** BEGIN RECORDS FOR THE EXERCISE **

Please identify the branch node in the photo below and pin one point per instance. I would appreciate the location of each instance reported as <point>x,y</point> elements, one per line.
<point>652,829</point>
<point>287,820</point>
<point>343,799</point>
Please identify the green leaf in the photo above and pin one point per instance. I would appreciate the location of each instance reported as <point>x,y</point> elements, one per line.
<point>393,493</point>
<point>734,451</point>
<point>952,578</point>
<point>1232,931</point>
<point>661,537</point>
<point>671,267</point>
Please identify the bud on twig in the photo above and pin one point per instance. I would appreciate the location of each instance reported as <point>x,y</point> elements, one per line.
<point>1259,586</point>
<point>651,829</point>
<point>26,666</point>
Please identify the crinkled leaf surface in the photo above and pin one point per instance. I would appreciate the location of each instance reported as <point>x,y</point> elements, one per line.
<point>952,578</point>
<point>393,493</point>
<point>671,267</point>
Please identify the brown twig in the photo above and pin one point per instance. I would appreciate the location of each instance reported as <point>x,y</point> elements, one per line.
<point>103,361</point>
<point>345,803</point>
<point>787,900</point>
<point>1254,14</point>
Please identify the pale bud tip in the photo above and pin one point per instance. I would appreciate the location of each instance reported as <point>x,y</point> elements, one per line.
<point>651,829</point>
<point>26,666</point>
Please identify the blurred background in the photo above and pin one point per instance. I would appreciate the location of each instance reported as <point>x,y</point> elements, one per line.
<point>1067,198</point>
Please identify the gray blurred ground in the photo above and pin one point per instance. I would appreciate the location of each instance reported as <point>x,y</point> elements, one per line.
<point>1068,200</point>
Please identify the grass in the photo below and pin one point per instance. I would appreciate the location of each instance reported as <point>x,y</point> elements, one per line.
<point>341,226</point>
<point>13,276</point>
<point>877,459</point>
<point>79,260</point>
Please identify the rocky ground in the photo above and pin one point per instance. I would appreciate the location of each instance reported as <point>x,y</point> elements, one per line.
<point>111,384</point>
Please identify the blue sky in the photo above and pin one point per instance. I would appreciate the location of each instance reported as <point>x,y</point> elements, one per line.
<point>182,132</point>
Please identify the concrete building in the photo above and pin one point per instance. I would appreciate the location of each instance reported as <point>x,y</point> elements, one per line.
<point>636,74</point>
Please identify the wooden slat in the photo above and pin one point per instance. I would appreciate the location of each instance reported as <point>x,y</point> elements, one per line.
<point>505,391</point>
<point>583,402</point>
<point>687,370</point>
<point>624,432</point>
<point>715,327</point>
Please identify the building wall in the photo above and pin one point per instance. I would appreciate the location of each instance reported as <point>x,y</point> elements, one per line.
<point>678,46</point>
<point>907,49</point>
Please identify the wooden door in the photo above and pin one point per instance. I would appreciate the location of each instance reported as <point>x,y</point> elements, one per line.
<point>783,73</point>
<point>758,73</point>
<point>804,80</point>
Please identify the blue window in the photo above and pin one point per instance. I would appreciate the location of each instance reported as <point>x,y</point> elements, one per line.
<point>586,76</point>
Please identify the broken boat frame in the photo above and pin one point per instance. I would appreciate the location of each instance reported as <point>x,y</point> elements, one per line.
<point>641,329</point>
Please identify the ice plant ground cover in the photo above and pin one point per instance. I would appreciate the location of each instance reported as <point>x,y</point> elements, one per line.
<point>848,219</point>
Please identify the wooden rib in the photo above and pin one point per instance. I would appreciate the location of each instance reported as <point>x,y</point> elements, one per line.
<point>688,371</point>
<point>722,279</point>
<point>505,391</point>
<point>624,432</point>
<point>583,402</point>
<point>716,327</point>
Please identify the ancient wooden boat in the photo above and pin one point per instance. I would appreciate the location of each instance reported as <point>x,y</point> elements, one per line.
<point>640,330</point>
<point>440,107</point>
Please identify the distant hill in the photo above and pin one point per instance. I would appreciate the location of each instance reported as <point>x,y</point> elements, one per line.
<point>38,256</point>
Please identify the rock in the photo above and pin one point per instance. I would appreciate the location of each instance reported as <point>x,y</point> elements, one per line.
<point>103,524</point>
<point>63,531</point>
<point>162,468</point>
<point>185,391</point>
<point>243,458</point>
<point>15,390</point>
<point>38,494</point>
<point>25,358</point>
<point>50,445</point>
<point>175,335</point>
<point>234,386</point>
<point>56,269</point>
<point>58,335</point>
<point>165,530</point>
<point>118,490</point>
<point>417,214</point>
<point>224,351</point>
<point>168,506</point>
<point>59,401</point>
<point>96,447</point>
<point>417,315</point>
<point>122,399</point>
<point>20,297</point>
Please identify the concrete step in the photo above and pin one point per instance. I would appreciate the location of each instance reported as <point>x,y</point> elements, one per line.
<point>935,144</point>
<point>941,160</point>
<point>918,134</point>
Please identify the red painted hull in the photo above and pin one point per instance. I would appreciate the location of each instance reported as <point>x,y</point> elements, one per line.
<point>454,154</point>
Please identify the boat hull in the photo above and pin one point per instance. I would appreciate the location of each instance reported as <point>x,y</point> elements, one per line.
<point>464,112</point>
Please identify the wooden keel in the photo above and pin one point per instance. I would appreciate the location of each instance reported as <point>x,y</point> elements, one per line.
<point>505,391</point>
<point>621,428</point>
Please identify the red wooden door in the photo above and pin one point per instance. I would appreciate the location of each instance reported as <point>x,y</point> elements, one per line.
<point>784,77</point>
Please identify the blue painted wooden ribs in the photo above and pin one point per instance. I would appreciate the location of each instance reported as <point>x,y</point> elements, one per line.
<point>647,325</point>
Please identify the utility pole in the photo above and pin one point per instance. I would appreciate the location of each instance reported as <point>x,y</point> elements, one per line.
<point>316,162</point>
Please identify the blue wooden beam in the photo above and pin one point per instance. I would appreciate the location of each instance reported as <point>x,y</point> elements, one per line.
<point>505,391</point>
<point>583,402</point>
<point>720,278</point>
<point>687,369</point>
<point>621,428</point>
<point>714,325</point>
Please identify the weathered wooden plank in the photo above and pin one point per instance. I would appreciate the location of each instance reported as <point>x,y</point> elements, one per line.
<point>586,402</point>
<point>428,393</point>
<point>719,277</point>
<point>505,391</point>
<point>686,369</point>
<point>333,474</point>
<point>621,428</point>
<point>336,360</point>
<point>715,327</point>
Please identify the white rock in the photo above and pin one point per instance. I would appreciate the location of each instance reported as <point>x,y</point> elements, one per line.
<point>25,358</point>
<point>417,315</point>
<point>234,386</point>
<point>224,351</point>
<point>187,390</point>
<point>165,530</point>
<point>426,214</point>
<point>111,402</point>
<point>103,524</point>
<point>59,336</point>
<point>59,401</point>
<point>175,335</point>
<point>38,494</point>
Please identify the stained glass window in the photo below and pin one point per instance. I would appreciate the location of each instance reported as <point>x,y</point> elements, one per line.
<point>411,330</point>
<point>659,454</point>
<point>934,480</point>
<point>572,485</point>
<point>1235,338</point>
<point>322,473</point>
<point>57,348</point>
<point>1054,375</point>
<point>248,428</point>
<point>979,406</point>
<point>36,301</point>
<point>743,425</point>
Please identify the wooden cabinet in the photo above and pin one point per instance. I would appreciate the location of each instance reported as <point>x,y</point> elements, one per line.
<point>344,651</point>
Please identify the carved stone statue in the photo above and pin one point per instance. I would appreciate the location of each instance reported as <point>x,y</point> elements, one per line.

** END RECORDS FOR THE EXERCISE **

### [EXERCISE PROMPT]
Convert the records above into a JSON list of strings, one string per line, skipping any blank lines.

### [CORRECT RESULT]
[
  "Please identify the branch node in the photo below and pin one point per instance. I would appreciate the location of each instance reported as <point>x,y</point> elements, one per line.",
  "<point>652,829</point>",
  "<point>287,820</point>",
  "<point>343,799</point>",
  "Please identify the green leaf in the photo above and pin one point per instance. I would appreciate the location of each instance reported as <point>x,y</point> elements, one per line.",
  "<point>393,493</point>",
  "<point>734,451</point>",
  "<point>952,578</point>",
  "<point>1232,931</point>",
  "<point>661,537</point>",
  "<point>671,267</point>",
  "Please identify the bud on twig in the photo above and pin one point per instance. I would appreciate the location of each instance reported as <point>x,y</point> elements, one per line.",
  "<point>1259,586</point>",
  "<point>651,829</point>",
  "<point>26,666</point>",
  "Please identify the crinkled leaf surface in the photo above and pin one point per instance. I would appreciate the location of each instance reported as <point>x,y</point> elements, one per line.",
  "<point>952,578</point>",
  "<point>393,493</point>",
  "<point>671,267</point>",
  "Please identify the brown twig in the photo above and pin one point per instance. I would appreciate the location of each instance reported as <point>x,y</point> elements, one per line.",
  "<point>103,361</point>",
  "<point>345,803</point>",
  "<point>787,900</point>",
  "<point>1254,14</point>",
  "Please identify the pale bud tip in the photo above and pin one point per instance. I would appreciate the location of each instance reported as <point>x,y</point> elements, one per line.",
  "<point>651,829</point>",
  "<point>26,666</point>",
  "Please identify the blurred background in the photo above and pin one point per instance. I would appreciate the location of each instance reported as <point>x,y</point> elements, one per line.",
  "<point>1067,198</point>",
  "Please identify the gray blurred ground in the photo above and pin one point per instance. I would appreciate the location of each instance reported as <point>x,y</point> elements, one per line.",
  "<point>1068,200</point>",
  "Please identify the grass in the photo below and pin one point per instance. I would appreciate the location of each instance reported as <point>x,y</point> elements, one per line.",
  "<point>341,226</point>",
  "<point>13,276</point>",
  "<point>877,459</point>",
  "<point>79,260</point>",
  "Please identify the rocky ground in the photo above and pin one point per instance. I would appreciate the location of each instance reported as <point>x,y</point> elements, one per line.",
  "<point>111,384</point>",
  "Please identify the blue sky in the photo above and pin one point per instance. I would appreciate the location of each instance reported as <point>x,y</point> elements, one per line.",
  "<point>182,132</point>",
  "Please identify the concrete building in the photo above and pin one point per instance. I would appreciate the location of each instance reported as <point>x,y</point> elements, one per line.",
  "<point>636,74</point>",
  "Please identify the wooden slat in the photo above and pin one point per instance. I would appreciate the location of each instance reported as <point>x,y</point> elements, one per line.",
  "<point>505,391</point>",
  "<point>583,402</point>",
  "<point>687,370</point>",
  "<point>624,432</point>",
  "<point>715,327</point>",
  "Please identify the building wall in the photo above and pin one point per instance. I would appreciate the location of each instance reported as <point>x,y</point> elements, one per line.",
  "<point>678,46</point>",
  "<point>907,49</point>",
  "Please identify the wooden door in the photo above and pin one point per instance. I would appreciate the location of each instance reported as <point>x,y</point> elements, one per line.",
  "<point>783,73</point>",
  "<point>758,73</point>",
  "<point>804,80</point>",
  "Please identify the blue window in the photo above and pin one point per instance. I would appreciate the location of each instance reported as <point>x,y</point> elements, one per line.",
  "<point>586,76</point>",
  "Please identify the broken boat frame in the photo above and pin one point per instance. I would appreciate the location of each instance reported as <point>x,y</point> elements, one per line.",
  "<point>641,329</point>",
  "Please identify the ice plant ground cover in the photo above and pin one point per instance. I would appreciate the location of each instance reported as <point>x,y</point> elements, one per line.",
  "<point>848,219</point>",
  "Please identify the wooden rib in the photo above and pin one point per instance. I would appreciate the location of each instance reported as <point>x,y</point> elements, one per line.",
  "<point>688,371</point>",
  "<point>722,279</point>",
  "<point>505,391</point>",
  "<point>624,432</point>",
  "<point>583,402</point>",
  "<point>716,327</point>",
  "Please identify the ancient wooden boat in the photo above and pin one point per instance. I would appreciate the location of each instance reported as <point>x,y</point> elements, one per line.",
  "<point>640,330</point>",
  "<point>440,107</point>",
  "Please identify the distant hill in the photo above and pin one point per instance. I would appreciate the location of each instance reported as <point>x,y</point> elements, one per line.",
  "<point>38,256</point>",
  "Please identify the rock in the photo above and pin one point per instance. I would appreciate the location of each instance reported as <point>x,y</point> elements, one per line.",
  "<point>103,524</point>",
  "<point>63,531</point>",
  "<point>162,468</point>",
  "<point>185,391</point>",
  "<point>243,458</point>",
  "<point>15,390</point>",
  "<point>38,494</point>",
  "<point>25,358</point>",
  "<point>50,445</point>",
  "<point>175,335</point>",
  "<point>234,386</point>",
  "<point>56,269</point>",
  "<point>58,335</point>",
  "<point>165,530</point>",
  "<point>118,490</point>",
  "<point>417,214</point>",
  "<point>224,351</point>",
  "<point>168,506</point>",
  "<point>59,401</point>",
  "<point>96,447</point>",
  "<point>417,315</point>",
  "<point>122,399</point>",
  "<point>20,297</point>",
  "Please identify the concrete step in the photo above and pin one point per instance. I would appreciate the location of each instance reported as <point>x,y</point> elements, one per line.",
  "<point>935,144</point>",
  "<point>941,160</point>",
  "<point>918,134</point>",
  "Please identify the red painted hull in the photo above and pin one point per instance. I would appreciate the location of each instance reported as <point>x,y</point> elements, one per line.",
  "<point>454,154</point>",
  "Please identify the boat hull in the photo above and pin one point per instance. I would appreciate the location of each instance reported as <point>x,y</point> elements, one per line.",
  "<point>464,112</point>",
  "Please identify the wooden keel in the photo above and pin one point per instance. I would appreciate the location of each instance reported as <point>x,y</point> elements, one per line.",
  "<point>505,391</point>",
  "<point>621,428</point>",
  "Please identify the red wooden door in the photo above and pin one point per instance. I would appreciate the location of each instance reported as <point>x,y</point> elements, one per line.",
  "<point>784,77</point>",
  "Please identify the blue painted wooden ribs in the photo above and pin one point per instance. I would appreciate the location of each instance reported as <point>x,y</point> elements, one per line.",
  "<point>647,325</point>",
  "Please identify the utility pole in the photo above and pin one point per instance. I would appreciate the location of each instance reported as <point>x,y</point> elements, one per line.",
  "<point>316,162</point>",
  "Please identify the blue wooden beam in the photo above and pin one point per instance. I would appreciate the location of each instance reported as <point>x,y</point> elements, one per line.",
  "<point>505,391</point>",
  "<point>583,402</point>",
  "<point>720,278</point>",
  "<point>687,369</point>",
  "<point>621,428</point>",
  "<point>714,325</point>",
  "Please identify the weathered wooden plank in the photo above and pin one point per instance. I would appreciate the location of each instance reported as <point>x,y</point> elements, one per line.",
  "<point>586,402</point>",
  "<point>428,393</point>",
  "<point>719,277</point>",
  "<point>505,391</point>",
  "<point>686,369</point>",
  "<point>333,474</point>",
  "<point>621,428</point>",
  "<point>336,360</point>",
  "<point>715,327</point>",
  "Please identify the white rock in the photo above and pin one point per instance. I would appreciate the location of each instance reported as <point>x,y</point> elements, one per line.",
  "<point>25,358</point>",
  "<point>417,315</point>",
  "<point>234,386</point>",
  "<point>224,351</point>",
  "<point>187,390</point>",
  "<point>165,530</point>",
  "<point>426,214</point>",
  "<point>111,402</point>",
  "<point>103,524</point>",
  "<point>59,336</point>",
  "<point>59,401</point>",
  "<point>175,335</point>",
  "<point>38,494</point>",
  "Please identify the stained glass window in the photo below and pin one point per instance. I would appreciate the location of each instance reported as <point>x,y</point> elements, one per line.",
  "<point>411,330</point>",
  "<point>659,454</point>",
  "<point>934,480</point>",
  "<point>572,485</point>",
  "<point>1235,338</point>",
  "<point>322,473</point>",
  "<point>57,348</point>",
  "<point>1054,375</point>",
  "<point>248,428</point>",
  "<point>979,406</point>",
  "<point>36,301</point>",
  "<point>743,425</point>",
  "Please identify the wooden cabinet in the photo above and pin one point per instance. I would appreciate the location of each instance reported as <point>x,y</point> elements, one per line.",
  "<point>344,651</point>",
  "Please identify the carved stone statue in the photo above and pin one point per instance. I would appreciate the location of each instance reported as <point>x,y</point> elements, one per line."
]